▶ What this task involves
Output only the lines from the one holding "point_to finds the sky" to the end of the data below, please, copied exactly.

▶ Given entries

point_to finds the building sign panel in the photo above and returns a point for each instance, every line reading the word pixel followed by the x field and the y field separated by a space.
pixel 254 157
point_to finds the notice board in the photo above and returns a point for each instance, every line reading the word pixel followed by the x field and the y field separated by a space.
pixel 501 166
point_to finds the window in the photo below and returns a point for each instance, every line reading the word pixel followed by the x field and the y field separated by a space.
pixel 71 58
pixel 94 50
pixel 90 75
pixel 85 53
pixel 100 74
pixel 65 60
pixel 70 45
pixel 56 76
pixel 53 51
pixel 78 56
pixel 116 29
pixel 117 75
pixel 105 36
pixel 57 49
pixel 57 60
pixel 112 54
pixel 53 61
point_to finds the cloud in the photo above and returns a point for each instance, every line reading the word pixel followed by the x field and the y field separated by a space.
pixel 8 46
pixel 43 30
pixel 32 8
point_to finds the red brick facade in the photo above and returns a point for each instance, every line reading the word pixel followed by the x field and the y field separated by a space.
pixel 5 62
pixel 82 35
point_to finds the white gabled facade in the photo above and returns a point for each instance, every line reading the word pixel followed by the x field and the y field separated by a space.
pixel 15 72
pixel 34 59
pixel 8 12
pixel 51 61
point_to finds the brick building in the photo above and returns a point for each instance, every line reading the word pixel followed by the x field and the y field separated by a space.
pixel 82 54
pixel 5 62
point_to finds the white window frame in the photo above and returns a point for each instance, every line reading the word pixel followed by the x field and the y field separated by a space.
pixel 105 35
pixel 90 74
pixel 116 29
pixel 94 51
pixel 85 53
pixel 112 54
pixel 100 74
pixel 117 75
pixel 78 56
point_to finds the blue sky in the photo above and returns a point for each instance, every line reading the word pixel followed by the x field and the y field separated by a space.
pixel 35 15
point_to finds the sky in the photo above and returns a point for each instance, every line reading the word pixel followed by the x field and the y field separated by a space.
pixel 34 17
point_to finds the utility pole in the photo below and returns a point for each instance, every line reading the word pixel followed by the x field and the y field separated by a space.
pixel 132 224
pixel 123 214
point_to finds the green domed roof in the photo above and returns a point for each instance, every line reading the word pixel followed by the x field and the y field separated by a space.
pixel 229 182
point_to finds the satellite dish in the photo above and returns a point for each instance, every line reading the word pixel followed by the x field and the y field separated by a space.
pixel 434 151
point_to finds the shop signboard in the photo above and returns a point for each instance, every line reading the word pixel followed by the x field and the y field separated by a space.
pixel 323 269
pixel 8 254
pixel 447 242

▶ Exercise solution
point_to finds the sky in the photo above and returns a point for each instance, every line reading the word pixel followed by the x field and the y field separated by a space.
pixel 34 17
point_to finds the utility pole in the photo below and returns a point for each instance, every line reading the word pixel followed by the x field and the y field separated by a space.
pixel 132 224
pixel 123 214
point_to finds the green domed roof in the photo above and returns a point for each instance, every line reading the word pixel followed by the x field and the y field separated by a space.
pixel 229 182
point_to finds the satellite dish in the photo above and returns a point for each instance, every line reading the word pixel followed by the x field and the y field separated by a space.
pixel 434 151
point_to finds the shop signboard in the photo above and returns a point for each instance, every line reading the word pixel followed by the x field and the y field separated by a space.
pixel 323 269
pixel 8 254
pixel 447 242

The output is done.